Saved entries
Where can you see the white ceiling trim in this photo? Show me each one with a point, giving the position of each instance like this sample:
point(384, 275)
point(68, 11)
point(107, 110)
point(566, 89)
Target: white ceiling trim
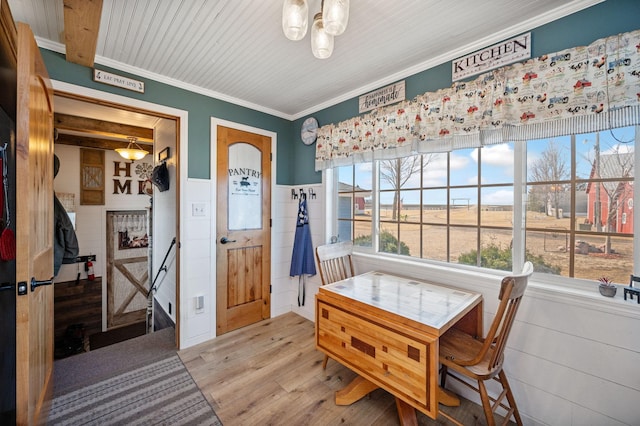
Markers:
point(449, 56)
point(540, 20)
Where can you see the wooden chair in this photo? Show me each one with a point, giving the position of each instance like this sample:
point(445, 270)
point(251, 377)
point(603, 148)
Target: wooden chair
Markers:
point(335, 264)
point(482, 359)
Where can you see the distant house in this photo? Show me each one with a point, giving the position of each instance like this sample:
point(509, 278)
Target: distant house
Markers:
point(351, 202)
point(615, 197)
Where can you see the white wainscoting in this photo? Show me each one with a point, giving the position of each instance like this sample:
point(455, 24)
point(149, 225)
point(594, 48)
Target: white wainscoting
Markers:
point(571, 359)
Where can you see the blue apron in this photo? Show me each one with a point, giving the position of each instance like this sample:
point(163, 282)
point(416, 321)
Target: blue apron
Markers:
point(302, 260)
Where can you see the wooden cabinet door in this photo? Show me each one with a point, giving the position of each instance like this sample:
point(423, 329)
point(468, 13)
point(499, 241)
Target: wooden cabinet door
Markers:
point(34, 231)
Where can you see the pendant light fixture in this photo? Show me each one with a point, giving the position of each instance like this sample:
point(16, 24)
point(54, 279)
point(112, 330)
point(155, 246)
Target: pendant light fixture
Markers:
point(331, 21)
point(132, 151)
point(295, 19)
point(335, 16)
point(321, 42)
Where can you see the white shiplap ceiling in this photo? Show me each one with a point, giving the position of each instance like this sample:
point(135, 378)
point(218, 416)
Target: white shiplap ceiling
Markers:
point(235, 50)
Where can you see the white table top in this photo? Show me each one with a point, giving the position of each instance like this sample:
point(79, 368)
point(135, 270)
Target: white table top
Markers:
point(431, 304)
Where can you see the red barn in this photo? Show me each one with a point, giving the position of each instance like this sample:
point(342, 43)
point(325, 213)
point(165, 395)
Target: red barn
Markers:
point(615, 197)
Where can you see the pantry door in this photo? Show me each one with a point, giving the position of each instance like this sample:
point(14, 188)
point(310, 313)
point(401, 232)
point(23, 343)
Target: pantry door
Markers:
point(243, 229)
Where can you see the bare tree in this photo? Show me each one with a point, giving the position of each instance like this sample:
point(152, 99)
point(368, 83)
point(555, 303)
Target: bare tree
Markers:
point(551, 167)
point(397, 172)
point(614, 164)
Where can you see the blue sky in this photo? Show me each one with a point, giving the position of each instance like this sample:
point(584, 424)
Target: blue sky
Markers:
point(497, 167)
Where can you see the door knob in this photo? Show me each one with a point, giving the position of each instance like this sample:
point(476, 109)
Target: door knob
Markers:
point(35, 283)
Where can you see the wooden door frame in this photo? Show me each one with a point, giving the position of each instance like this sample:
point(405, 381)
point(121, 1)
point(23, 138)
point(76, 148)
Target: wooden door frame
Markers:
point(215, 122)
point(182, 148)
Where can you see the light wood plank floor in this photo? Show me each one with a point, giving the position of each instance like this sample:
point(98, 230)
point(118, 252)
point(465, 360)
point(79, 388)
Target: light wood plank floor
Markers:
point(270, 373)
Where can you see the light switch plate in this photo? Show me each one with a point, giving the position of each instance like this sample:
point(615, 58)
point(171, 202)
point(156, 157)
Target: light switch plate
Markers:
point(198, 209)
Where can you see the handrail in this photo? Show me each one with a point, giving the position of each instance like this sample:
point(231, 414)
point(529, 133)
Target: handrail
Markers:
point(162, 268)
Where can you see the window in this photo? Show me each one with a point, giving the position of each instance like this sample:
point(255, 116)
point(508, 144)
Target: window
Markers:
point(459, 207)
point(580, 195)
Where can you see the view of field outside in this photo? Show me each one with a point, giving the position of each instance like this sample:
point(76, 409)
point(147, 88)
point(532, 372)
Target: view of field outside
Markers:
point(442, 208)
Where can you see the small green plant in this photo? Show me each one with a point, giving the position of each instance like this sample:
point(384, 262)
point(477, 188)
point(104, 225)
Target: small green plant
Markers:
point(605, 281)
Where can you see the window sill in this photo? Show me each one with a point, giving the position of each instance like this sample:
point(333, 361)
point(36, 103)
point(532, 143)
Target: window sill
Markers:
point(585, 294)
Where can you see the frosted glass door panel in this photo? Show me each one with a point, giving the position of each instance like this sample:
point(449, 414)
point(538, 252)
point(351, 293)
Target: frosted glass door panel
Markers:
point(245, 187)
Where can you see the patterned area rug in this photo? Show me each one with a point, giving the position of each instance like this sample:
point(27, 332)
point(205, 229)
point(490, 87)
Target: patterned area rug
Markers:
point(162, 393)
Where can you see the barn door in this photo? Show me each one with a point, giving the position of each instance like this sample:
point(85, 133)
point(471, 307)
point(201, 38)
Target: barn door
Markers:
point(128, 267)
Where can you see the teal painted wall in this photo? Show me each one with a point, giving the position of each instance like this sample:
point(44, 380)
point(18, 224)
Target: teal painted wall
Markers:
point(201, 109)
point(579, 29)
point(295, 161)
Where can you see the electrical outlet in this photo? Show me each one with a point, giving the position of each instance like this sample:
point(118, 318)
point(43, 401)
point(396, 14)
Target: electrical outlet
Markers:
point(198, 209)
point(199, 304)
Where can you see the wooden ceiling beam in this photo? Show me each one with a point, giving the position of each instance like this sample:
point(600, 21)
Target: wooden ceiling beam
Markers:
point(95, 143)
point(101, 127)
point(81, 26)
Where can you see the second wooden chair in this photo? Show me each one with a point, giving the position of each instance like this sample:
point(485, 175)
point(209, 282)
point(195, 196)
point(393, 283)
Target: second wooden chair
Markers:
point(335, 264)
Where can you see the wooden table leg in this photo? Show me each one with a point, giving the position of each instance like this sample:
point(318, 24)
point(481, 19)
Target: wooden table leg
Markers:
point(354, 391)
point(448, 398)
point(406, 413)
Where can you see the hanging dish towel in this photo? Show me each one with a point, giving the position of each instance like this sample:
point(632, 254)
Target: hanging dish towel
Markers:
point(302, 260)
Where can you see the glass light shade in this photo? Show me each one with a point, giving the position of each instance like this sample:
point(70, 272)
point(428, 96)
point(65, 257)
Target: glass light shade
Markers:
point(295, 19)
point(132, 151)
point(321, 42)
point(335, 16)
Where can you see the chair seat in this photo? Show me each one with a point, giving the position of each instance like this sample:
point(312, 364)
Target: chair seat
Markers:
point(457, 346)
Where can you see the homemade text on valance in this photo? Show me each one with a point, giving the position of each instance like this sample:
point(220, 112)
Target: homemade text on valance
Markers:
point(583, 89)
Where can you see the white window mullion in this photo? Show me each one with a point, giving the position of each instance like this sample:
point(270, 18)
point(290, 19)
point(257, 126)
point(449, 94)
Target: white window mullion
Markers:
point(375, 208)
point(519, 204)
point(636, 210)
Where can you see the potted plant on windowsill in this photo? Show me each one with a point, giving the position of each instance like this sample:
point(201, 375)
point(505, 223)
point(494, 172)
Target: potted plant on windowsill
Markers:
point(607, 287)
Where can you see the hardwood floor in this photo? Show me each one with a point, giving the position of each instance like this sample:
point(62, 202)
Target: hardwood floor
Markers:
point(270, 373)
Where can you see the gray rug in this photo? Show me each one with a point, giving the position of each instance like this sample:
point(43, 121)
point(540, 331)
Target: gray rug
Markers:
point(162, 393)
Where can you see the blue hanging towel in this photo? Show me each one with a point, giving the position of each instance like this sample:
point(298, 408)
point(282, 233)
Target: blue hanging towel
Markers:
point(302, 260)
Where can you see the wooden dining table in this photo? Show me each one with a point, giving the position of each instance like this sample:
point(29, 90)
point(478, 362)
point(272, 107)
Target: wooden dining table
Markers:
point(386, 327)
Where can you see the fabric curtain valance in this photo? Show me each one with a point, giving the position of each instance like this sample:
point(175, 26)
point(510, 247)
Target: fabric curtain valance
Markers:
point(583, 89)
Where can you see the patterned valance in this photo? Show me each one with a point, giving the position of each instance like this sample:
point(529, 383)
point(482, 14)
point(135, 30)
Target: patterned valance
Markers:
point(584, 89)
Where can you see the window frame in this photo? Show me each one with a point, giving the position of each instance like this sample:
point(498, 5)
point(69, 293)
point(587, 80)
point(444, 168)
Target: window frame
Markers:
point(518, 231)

YOUR OBJECTIVE.
Rewrite the stretch from the line containing "Where can you see the wooden dining" through the end of the entries, replacing every "Target" with "Object" and leaving all else unchanged.

TASK OUTPUT.
Where can you see the wooden dining table in this photo? Show me each one with a point, giving the position of each instance like this sample:
point(29, 90)
point(478, 362)
point(272, 107)
Object: wooden dining table
Markers:
point(386, 327)
Where can you see the fabric curtain valance in this photo? Show me each one with a point, giving the position of each instance like this sample:
point(175, 26)
point(510, 247)
Object: fabric curtain valance
Markers:
point(583, 89)
Where can you see the patterned valance in this photo? Show me each one with a point, giving the position of each instance like this sample:
point(529, 383)
point(482, 14)
point(135, 30)
Object: patterned valance
Markers:
point(584, 89)
Where can you see the window frame in this photo? Show me each one with a point, giving the position of each instance like this sample:
point(498, 5)
point(69, 293)
point(587, 80)
point(444, 168)
Object: window frame
Markers:
point(518, 231)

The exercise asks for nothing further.